— Testo di partenza —
###

Post n°18 pubblicato il 02 Novembre 2010 da peters80

 
 
 

la mimosa

Post n°17 pubblicato il 02 Novembre 2010 da peters80

La mimosa, fragile e gentile.

In un paese lontano, all'altro capo del mondo, nell'isola di Tasmania, ed in un tempo altrettanto lontano, nacque il fiore della mimosa. 
Gli abitanti dell'isola ne raccontano la leggenda.
In quel tempo, l'isola era dominata da un re guerriero, molto coraggioso e bello, alto ed agile, di pelle scura e coi capelli neri e lucenti come l'ala dei corvi, ma col cuore indurito dalle numerose battaglie. Così era tutta la sua gente: alta, scura di pelle e brusca di modi, con lunghi, lisci capelli a incorniciare il viso severo. Essi amavano i combattimenti contro le numerose tribù nemiche, e le cacce pericolose alle belve che infestavano l'isola. Combattimenti e cacce che affrontavano con altre grida crudeli, per spaventare il nemico.
Un giorno, durante l'ennesimo combattimento, il re venne gravemente ferito.

###

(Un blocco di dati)
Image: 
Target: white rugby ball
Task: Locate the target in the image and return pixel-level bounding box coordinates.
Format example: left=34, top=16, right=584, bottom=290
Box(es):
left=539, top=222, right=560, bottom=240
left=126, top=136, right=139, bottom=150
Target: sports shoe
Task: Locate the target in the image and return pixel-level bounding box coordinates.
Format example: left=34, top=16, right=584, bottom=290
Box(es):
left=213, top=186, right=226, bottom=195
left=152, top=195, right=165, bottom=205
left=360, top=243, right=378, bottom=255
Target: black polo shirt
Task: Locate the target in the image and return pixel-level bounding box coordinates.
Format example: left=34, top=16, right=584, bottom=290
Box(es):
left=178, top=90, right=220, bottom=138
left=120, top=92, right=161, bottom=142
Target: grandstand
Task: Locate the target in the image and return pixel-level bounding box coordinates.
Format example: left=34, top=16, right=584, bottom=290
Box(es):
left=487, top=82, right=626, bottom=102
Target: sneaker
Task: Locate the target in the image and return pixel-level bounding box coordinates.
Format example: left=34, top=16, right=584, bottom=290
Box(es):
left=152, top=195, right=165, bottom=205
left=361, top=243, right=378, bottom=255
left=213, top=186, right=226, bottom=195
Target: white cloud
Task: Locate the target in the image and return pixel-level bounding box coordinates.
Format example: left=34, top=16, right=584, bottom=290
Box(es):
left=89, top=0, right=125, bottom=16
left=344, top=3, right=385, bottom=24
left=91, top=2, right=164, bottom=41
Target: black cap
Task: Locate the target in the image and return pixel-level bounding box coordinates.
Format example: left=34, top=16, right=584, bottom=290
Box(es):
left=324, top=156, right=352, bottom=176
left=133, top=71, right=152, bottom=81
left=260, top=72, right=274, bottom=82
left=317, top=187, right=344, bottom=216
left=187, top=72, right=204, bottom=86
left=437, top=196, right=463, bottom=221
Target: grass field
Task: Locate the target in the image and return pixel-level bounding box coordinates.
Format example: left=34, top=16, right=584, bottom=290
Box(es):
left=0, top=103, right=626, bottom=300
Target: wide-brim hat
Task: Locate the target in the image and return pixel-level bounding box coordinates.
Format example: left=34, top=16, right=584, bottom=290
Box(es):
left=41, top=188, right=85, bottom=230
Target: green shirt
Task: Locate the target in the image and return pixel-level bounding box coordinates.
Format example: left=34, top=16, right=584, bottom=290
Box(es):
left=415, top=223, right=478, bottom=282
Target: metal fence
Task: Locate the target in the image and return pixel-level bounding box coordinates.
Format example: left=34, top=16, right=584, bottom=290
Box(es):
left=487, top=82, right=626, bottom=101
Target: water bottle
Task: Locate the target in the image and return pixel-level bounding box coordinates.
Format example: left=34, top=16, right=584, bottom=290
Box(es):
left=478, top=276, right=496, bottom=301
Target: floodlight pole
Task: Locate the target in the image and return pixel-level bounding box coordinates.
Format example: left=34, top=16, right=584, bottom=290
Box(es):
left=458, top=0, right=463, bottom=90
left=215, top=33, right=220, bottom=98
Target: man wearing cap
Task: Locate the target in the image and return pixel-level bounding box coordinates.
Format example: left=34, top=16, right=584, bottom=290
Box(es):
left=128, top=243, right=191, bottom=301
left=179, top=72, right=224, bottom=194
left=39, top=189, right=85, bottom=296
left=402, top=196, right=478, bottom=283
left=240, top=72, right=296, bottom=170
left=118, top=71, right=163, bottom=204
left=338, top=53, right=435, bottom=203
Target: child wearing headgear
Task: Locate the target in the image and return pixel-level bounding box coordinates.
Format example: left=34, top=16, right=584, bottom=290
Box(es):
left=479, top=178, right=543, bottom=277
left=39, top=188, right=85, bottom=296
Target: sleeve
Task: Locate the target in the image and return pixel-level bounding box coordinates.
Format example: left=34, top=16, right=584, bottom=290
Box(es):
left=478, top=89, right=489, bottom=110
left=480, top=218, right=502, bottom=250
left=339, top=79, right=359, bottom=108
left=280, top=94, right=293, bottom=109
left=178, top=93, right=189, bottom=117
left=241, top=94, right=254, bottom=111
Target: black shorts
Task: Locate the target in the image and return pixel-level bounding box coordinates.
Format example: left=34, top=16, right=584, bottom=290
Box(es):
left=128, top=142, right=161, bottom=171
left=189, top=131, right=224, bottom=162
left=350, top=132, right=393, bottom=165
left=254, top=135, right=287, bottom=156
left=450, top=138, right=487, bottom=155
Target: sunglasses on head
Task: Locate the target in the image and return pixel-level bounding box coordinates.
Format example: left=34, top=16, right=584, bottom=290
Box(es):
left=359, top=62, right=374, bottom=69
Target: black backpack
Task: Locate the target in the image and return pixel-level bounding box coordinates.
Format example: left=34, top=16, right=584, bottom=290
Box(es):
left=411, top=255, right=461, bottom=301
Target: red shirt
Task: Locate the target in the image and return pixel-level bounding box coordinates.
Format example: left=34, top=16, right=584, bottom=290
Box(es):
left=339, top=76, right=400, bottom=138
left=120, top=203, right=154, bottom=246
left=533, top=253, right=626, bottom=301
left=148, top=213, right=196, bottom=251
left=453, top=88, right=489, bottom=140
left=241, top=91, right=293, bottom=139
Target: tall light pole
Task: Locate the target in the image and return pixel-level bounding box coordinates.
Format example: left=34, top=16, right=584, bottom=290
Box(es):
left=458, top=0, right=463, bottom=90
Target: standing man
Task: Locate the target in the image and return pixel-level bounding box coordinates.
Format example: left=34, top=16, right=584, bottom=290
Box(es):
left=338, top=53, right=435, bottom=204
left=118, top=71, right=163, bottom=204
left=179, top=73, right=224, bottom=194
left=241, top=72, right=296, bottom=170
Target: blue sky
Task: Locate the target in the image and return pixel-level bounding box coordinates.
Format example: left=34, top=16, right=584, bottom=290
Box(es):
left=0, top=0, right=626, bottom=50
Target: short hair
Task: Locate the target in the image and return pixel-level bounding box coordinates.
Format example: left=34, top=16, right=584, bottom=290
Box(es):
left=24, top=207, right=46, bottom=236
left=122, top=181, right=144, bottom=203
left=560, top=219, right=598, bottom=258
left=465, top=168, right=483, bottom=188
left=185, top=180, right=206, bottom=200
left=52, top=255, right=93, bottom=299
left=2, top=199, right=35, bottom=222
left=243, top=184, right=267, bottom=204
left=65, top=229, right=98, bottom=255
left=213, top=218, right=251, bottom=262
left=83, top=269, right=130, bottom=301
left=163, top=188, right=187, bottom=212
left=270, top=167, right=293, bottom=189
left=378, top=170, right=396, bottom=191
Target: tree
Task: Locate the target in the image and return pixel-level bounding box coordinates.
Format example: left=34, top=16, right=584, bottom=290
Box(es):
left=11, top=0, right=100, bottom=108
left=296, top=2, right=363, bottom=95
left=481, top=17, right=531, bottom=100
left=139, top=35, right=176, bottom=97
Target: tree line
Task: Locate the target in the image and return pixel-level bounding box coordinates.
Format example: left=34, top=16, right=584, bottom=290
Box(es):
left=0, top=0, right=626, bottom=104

###

— Richiesta scritta —
Restituisci per intero il testo sulla leggenda della mimosa, senza cambiare nulla.

— Esito del compito —
Post n°18 pubblicato il 02 Novembre 2010 da peters80

 
 
 

la mimosa

Post n°17 pubblicato il 02 Novembre 2010 da peters80

La mimosa, fragile e gentile.

In un paese lontano, all'altro capo del mondo, nell'isola di Tasmania, ed in un tempo altrettanto lontano, nacque il fiore della mimosa. 
Gli abitanti dell'isola ne raccontano la leggenda.
In quel tempo, l'isola era dominata da un re guerriero, molto coraggioso e bello, alto ed agile, di pelle scura e coi capelli neri e lucenti come l'ala dei corvi, ma col cuore indurito dalle numerose battaglie. Così era tutta la sua gente: alta, scura di pelle e brusca di modi, con lunghi, lisci capelli a incorniciare il viso severo. Essi amavano i combattimenti contro le numerose tribù nemiche, e le cacce pericolose alle belve che infestavano l'isola. Combattimenti e cacce che affrontavano con altre grida crudeli, per spaventare il nemico.
Un giorno, durante l'ennesimo combattimento, il re venne gravemente ferito.